_What you should do:_
Word for word, restate the lines from the one holding "the car windshield" through the end of the data below, including both endpoints and nothing more.

───── Records for processing ─────

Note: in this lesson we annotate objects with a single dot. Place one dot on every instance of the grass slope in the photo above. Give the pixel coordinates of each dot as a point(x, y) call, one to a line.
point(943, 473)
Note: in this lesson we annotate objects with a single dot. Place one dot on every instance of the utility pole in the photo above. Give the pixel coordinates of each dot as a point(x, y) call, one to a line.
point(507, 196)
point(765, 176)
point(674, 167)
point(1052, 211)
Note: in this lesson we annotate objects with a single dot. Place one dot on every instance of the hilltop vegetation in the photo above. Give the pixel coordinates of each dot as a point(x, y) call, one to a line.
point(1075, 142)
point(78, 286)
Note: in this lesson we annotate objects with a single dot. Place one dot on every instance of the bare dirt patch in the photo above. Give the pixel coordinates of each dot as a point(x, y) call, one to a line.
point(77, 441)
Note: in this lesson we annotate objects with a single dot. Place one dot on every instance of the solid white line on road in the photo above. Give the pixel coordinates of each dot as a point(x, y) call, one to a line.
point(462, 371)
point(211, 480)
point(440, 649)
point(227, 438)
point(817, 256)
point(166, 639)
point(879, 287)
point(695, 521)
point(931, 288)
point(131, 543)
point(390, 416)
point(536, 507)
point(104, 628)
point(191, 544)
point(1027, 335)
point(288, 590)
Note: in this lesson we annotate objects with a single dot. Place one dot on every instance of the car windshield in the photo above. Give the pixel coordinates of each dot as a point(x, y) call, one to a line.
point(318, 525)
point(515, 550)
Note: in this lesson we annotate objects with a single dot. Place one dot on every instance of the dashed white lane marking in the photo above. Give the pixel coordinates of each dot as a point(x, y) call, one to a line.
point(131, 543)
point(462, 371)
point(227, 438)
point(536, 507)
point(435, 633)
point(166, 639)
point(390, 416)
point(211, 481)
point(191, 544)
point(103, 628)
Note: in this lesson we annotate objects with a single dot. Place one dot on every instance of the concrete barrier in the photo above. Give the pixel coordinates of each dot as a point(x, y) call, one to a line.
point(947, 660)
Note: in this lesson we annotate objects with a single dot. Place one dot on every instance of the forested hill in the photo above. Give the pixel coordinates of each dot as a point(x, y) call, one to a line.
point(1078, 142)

─────

_The completed task:_
Note: in this lesson we annotate objects with a single dot. Place one dot on every instance of the car windshield in the photo above. Give the pixel coordinates of each dot as a point(x, y) call, one to a line.
point(318, 525)
point(515, 550)
Note: in this lesson we annotate objects with a single dot. Place one dot on every instance of the dashed white lane marking in the photo above. Give the pixel coordinates of each dot as a point(x, y) call, one to a line.
point(131, 543)
point(462, 371)
point(227, 438)
point(536, 507)
point(435, 633)
point(166, 639)
point(390, 416)
point(211, 481)
point(191, 544)
point(103, 628)
Note: in this lesson we annotate objects with a single dot. Place one dot on every instance of the concrete barrier in the photo above. Give the pixel coordinates of each dot as a point(x, y) call, one to a line.
point(947, 660)
Note: in this lesson we annotate objects with a single dot. Place one dot on every instance of the forested hill in the photo above. Give the pixel coordinates of each dot as a point(x, y) call, one to a line.
point(1078, 142)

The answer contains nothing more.